=== EXTRAIT DU TEXTE ===
....................

Printemps de Bourges: le Jeudi

Il est un peu plus d’une heure du matin. Un autochtone explique à qui veut l’entendre que le meilleur morceau du dernier album de Radiohead n’est pas sur le dernier album de Radiohead. Les deux salles jumelles du 22, qui accueillent ce soir la sélection hip-hop / électro des découvertes du printemps de Bourges, se désemplissent doucement. Parmi les signes qui ne trompent pas, il y a celui de la buvette: on trouve plus de monde devant les différents bars que dans les salles. Le dernier groupe tente de ranimer un enthousiasme chancelant. C’est le lot de ce genre de sélection: les groupes présentés laissent plus facilement percer l’ennui. Bilan des courses: peu d’instruments, beaucoup de machines, quelques bons moments et la prestation rafraîchissante de la formation hip-hop Milk, Coffee and Sugar . On y reviendra.

....................

=== MATÉRIEL FOURNI ===

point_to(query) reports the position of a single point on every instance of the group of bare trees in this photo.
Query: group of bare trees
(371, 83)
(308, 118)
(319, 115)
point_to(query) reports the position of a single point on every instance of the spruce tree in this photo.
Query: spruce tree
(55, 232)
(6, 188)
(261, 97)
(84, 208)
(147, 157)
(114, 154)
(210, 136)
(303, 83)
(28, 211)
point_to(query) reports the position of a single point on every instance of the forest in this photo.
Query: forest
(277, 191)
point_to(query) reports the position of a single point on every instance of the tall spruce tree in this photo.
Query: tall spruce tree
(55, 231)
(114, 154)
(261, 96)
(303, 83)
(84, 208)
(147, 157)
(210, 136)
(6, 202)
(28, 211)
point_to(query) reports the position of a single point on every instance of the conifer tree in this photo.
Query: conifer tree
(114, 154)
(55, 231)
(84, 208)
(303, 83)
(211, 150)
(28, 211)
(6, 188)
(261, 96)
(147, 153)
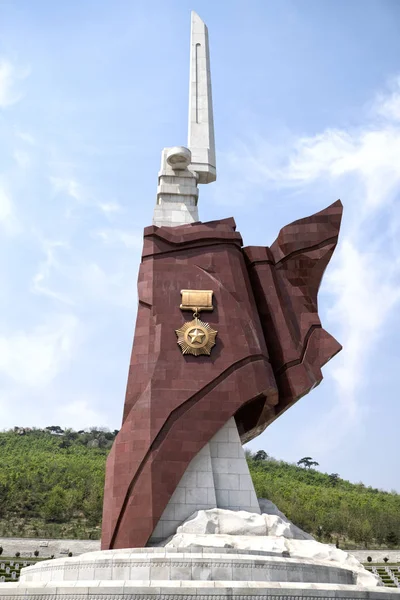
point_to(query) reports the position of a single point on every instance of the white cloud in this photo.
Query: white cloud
(26, 137)
(109, 207)
(36, 357)
(9, 76)
(8, 219)
(5, 205)
(68, 186)
(41, 279)
(22, 159)
(118, 237)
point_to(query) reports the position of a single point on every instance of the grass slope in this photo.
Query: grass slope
(51, 485)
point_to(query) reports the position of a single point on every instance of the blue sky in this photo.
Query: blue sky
(307, 110)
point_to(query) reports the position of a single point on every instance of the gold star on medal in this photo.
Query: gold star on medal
(196, 337)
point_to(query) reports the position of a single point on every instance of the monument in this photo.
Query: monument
(227, 338)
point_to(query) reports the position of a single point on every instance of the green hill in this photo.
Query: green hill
(51, 485)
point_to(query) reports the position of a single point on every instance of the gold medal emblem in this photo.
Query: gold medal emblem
(196, 337)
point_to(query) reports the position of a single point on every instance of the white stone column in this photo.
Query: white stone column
(217, 477)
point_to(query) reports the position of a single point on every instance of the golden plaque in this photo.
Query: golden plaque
(196, 337)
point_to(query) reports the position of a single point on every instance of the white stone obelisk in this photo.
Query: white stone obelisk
(218, 477)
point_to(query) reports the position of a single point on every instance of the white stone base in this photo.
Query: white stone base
(215, 555)
(195, 574)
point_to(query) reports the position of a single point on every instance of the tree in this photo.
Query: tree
(392, 538)
(307, 462)
(55, 429)
(260, 455)
(55, 508)
(333, 479)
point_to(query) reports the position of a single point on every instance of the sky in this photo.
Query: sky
(307, 110)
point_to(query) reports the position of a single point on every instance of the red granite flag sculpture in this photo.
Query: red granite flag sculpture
(254, 346)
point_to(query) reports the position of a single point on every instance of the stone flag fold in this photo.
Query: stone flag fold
(269, 352)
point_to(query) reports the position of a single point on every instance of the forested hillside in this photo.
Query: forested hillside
(51, 485)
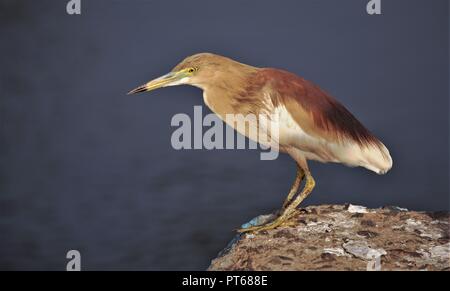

....................

=== CE QUI EST DEMANDÉ ===
• A. Dans le texte sur le Printemps de Bourges, quelle formation hip-hop a livré une prestation rafraîchissante ?
• B. Poursuivez le texte sur le Printemps de Bourges à partir de sa dernière phrase.
Les items n'ont aucun lien avec le texte sur le Printemps de Bourges.

=== RÉPONSES ATTENDUES ===
• A. Milk, Coffee and Sugar.

• B.
Milk, Coffee & Sugar

Chocolate Genius Inc fait partie de ces groupes dont on ne sait pas comment ils peuvent, sur scène, incarner leurs chansons et leur univers sans endormir l’assistance. Il est un peu plus de 17h ce Jeudi lorsque Mark Anthony Thompson, voix du groupe, arrive sur scène pour proposer une réponse. L’américain y croit sacrément et arrive, par petites injections de charisme et d’esprit distillées à intervalles quasi-réguliers, à nous amener à lui. Lui et ses quatre musiciens signent la bande-son d’un monde dans lequel on commence tous les matins par se séparer avant de se rabibocher au lit, le soir venu, en se disant qu’on s’aime. 45 minutes et puis s’en vont, la dure loi des festivals.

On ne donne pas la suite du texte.